→ TASK GOAL
Write down each of the records again, exactly and in full.

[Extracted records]
==========

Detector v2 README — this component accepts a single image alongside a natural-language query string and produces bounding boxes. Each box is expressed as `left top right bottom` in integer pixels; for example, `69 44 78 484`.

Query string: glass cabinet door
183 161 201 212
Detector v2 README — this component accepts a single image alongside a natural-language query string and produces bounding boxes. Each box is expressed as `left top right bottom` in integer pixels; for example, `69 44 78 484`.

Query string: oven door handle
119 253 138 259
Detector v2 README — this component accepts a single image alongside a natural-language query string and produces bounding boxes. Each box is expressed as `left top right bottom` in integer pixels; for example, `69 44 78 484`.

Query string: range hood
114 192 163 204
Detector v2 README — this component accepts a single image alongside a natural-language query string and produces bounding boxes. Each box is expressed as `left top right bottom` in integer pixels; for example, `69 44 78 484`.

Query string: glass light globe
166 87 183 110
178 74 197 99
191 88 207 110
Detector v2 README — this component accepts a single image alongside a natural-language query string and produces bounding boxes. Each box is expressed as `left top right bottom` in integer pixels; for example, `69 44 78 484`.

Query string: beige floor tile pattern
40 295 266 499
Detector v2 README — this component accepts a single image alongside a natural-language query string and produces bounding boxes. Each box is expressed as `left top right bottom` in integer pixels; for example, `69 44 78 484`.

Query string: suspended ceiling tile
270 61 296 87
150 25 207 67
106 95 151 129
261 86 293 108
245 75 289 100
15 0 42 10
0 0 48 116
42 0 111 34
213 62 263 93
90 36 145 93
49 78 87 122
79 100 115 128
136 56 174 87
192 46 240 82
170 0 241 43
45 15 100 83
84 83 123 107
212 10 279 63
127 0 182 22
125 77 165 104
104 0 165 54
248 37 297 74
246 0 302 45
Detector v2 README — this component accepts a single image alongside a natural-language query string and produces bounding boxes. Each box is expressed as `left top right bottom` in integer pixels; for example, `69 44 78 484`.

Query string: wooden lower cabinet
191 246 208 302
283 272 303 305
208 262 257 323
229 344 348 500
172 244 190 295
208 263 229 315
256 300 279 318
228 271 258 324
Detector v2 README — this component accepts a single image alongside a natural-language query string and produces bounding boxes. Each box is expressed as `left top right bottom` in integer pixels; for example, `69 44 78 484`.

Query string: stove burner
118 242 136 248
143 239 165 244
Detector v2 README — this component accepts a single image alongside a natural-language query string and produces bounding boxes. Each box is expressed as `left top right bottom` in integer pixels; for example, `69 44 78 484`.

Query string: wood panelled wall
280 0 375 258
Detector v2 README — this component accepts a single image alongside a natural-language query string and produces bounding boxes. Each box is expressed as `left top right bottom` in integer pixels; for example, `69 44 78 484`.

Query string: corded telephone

==========

→ ANSWER TO THIS EXERCISE
Detector v2 README — this component accepts a single image alongside a natural-language query string and produces bounding boxes. Each box is expressed as `left top right bottom` in integer pixels; for example, `69 44 78 484`.

Query string: glass cabinet door
183 161 201 212
Detector v2 README — this component accepts a single image alongside a natural-language query string and produces bounding boxes. Each box is expressed as `left top right bottom` in integer pixels; for example, `69 44 78 484`.

Query string: oven door handle
119 253 138 259
Detector v2 README — this component accepts a single image alongside a natural-language query string and produces bounding boxes. Each box is expressed as `left top right bottom` in integer pixels; for example, `69 44 78 484`.

Query string: range hood
114 192 163 204
Detector v2 README — this component accepts a single image alongside a natural-language query string and produces bounding boxes. Each box is expressed as `left top right bottom` in integer pixels; for example, `69 44 78 484`.

Query string: glass light globe
166 87 183 110
178 74 197 99
191 88 207 110
Detector v2 README — this component accepts a single image alongside a natural-language query string and produces bounding boxes. Each box is expressed as `left top right bottom` in integer pixels; for example, `69 44 78 484`.

Query string: beige floor tile pattern
40 295 266 499
Detector v2 README — this component accepts a single image alongside a natural-language query string and produces bounding boxes. Each box is expressed as `left top right bottom` in integer pixels; for example, `69 44 78 484`.

Query string: suspended ceiling tile
270 61 296 87
150 25 207 67
106 95 151 129
261 86 293 108
245 75 289 100
15 0 42 10
0 0 48 116
42 0 111 34
213 62 263 93
90 36 145 93
49 78 87 122
79 100 115 128
136 56 174 87
192 46 240 82
170 0 241 43
45 15 100 83
84 83 123 107
212 10 279 63
127 0 182 22
125 77 165 104
104 0 165 54
248 37 297 74
246 0 302 45
Detector v2 README — this component accepts a single image alongside a natural-language query string and produces bounding boxes. Each box is expressed as `left top right bottom` in integer pixels; for example, `69 44 78 484`.

Query string: wooden lower cabinet
191 246 208 302
283 272 303 305
208 262 257 323
229 344 348 500
172 244 190 295
208 263 229 315
256 300 279 318
228 271 258 324
Detector v2 README — this component accepts a single image alongside a natural-language query string and produces bounding boxes. Each box is expressed as `left top right bottom` in integer pixels; for example, `69 44 78 484`.

Query string: stove burner
118 242 136 248
143 239 165 244
Detector v2 README — this component accepts a single image alongside a natural-language query string and produces bounding boxes. Each box is expressed as `left top right bottom` in integer pixels; for example, `69 44 78 484`.

Query string: wood panelled wall
280 0 375 258
Detector v2 README — this component accepts a single image alongside a natural-language query string and produces bounding boxes. Each box is expressed as `left top right bottom` in integer pixels; for example, `69 44 78 484`.

Query string: corded telephone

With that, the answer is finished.